[MATERIAL FOR THIS EXERCISE]
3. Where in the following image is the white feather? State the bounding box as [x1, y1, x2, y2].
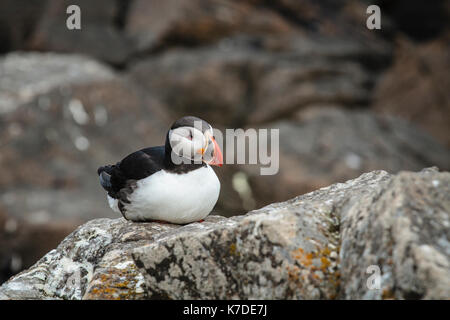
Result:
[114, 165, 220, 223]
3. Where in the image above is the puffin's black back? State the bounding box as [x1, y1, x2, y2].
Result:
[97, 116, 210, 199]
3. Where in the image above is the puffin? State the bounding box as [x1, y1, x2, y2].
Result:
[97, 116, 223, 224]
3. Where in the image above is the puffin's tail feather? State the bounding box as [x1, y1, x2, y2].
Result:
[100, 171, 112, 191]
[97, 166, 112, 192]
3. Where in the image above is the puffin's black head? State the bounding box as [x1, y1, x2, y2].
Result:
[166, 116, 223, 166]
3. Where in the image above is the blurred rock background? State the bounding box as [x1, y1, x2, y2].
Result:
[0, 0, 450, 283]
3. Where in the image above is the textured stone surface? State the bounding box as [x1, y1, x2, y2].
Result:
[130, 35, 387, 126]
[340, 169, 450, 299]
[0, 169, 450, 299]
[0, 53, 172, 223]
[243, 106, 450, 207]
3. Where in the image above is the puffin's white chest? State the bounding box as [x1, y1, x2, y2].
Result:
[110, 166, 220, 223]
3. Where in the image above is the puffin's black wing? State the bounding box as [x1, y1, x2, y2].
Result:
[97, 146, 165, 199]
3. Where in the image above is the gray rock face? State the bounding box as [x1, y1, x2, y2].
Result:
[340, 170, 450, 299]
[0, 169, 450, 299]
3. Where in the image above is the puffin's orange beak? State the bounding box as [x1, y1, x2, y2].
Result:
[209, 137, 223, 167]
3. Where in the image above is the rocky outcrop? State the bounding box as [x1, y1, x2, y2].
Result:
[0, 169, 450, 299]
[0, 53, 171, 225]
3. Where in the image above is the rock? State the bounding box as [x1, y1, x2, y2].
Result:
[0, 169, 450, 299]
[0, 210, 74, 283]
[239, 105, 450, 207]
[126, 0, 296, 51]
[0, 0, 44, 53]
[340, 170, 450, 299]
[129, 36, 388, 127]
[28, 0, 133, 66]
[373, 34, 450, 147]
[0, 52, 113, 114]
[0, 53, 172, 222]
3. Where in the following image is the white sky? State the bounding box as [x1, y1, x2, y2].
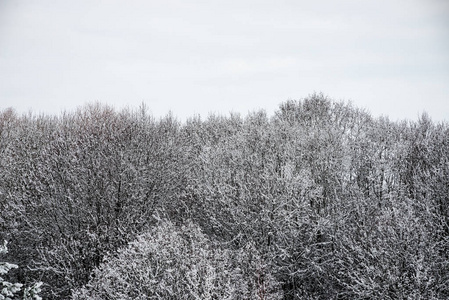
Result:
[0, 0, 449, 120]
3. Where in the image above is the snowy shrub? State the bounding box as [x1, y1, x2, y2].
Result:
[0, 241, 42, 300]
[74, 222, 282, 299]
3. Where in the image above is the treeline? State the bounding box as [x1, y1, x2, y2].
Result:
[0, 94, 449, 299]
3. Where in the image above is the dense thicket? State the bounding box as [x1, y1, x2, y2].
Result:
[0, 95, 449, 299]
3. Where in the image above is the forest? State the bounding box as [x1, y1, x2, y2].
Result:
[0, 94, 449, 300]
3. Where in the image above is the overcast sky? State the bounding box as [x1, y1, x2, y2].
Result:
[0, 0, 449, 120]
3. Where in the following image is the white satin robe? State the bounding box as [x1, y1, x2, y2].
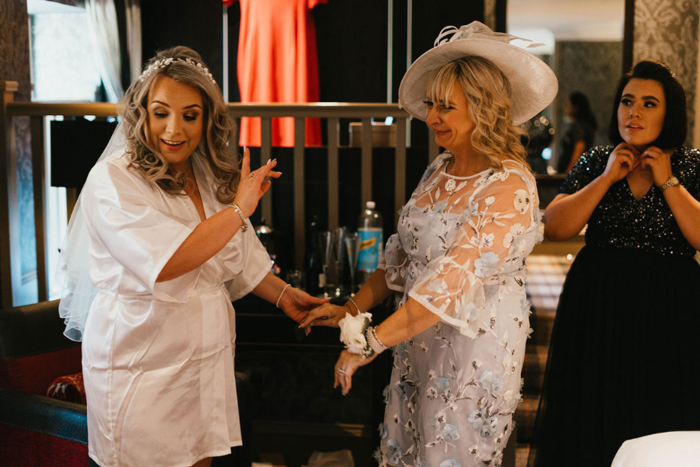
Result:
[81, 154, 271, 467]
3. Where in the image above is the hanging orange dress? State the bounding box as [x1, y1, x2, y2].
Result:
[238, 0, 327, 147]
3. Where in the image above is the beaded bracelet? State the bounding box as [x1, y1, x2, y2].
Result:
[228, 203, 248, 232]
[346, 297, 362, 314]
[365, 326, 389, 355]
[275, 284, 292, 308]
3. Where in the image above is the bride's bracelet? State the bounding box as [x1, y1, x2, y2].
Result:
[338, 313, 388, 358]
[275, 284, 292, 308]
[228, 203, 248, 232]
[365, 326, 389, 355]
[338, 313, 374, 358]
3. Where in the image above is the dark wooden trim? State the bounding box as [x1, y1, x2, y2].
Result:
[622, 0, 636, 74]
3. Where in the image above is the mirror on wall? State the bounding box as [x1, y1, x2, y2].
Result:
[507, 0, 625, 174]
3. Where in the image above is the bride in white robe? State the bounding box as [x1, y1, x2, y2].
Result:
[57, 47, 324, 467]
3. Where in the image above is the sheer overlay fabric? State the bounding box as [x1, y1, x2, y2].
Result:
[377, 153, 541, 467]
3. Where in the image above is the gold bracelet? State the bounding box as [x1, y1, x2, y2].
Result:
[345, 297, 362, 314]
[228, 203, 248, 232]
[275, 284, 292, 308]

==

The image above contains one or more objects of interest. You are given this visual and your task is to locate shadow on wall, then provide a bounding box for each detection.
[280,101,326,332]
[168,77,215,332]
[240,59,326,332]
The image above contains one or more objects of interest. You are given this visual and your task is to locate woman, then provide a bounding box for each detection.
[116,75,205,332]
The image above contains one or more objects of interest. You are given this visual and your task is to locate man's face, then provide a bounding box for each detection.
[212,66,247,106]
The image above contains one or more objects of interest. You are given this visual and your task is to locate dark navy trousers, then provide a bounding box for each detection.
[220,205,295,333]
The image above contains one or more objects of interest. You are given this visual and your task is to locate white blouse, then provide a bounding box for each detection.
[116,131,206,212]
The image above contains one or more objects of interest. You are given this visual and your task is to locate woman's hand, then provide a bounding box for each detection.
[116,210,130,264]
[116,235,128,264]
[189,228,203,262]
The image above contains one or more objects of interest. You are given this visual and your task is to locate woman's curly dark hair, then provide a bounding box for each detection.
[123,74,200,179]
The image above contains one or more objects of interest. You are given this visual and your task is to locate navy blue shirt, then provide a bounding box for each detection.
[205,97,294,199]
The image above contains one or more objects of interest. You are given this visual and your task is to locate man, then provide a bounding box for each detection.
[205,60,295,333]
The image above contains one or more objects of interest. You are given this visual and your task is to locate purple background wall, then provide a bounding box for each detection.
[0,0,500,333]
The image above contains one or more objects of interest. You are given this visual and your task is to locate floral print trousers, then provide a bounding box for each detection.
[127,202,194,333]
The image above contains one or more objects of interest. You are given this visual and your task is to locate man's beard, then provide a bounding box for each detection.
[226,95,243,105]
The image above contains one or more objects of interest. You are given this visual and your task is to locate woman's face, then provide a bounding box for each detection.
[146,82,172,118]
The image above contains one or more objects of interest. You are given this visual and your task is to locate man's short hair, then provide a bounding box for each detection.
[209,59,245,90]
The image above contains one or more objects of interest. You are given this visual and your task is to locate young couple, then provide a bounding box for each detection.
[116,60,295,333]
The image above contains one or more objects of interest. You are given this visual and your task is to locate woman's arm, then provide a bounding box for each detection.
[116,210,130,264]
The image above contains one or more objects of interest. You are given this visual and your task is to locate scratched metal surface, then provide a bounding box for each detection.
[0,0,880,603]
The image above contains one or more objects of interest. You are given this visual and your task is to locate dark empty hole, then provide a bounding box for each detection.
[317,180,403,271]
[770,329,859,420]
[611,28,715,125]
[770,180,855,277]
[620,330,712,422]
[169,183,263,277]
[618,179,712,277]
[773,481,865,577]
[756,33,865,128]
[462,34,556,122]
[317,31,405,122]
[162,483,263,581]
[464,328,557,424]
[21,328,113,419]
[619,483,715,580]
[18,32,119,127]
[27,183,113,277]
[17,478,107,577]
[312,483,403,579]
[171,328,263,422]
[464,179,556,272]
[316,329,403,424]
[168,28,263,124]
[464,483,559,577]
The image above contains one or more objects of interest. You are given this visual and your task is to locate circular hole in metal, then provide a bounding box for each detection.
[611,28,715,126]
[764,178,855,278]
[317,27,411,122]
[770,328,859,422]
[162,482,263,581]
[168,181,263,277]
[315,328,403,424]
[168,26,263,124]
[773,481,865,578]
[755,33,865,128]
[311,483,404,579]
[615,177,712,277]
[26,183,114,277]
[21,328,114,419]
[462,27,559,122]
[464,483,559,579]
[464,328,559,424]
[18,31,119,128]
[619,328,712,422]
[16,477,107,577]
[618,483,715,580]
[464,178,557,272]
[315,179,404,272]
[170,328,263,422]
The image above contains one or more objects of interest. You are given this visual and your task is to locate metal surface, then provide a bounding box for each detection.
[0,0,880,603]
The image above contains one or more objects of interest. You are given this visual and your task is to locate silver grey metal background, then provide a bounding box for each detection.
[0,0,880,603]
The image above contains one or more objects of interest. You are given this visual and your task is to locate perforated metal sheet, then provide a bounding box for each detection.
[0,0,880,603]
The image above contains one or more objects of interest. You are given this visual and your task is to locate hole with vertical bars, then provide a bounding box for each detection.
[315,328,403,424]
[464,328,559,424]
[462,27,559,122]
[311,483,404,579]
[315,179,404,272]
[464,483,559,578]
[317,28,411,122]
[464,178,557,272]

[WORK TO DO]
Transcribe the entries from the line containing "3. Where in the image above is the puffin's black head?" through the line containing "[97, 146, 165, 199]", inclusive, keeping every line identical to the original.

[RESPONSE FOR THIS EXERCISE]
3. Where in the image above is the puffin's black head? State the bounding box as [x1, y1, x2, y2].
Result:
[166, 116, 223, 166]
3. Where in the image above is the blurred rock background? State the bounding box as [x1, y1, x2, y2].
Result:
[0, 0, 450, 283]
3. Where in the image above is the textured stone surface? State the bounding box as [x1, y1, x2, y2].
Result:
[130, 35, 387, 126]
[340, 169, 450, 299]
[0, 169, 450, 299]
[0, 53, 172, 223]
[243, 106, 450, 207]
3. Where in the image above is the puffin's white chest? State the bounding box as [x1, y1, x2, y2].
Result:
[110, 166, 220, 223]
3. Where in the image above is the puffin's black wing? State the bounding box as [x1, y1, x2, y2].
Result:
[97, 146, 165, 199]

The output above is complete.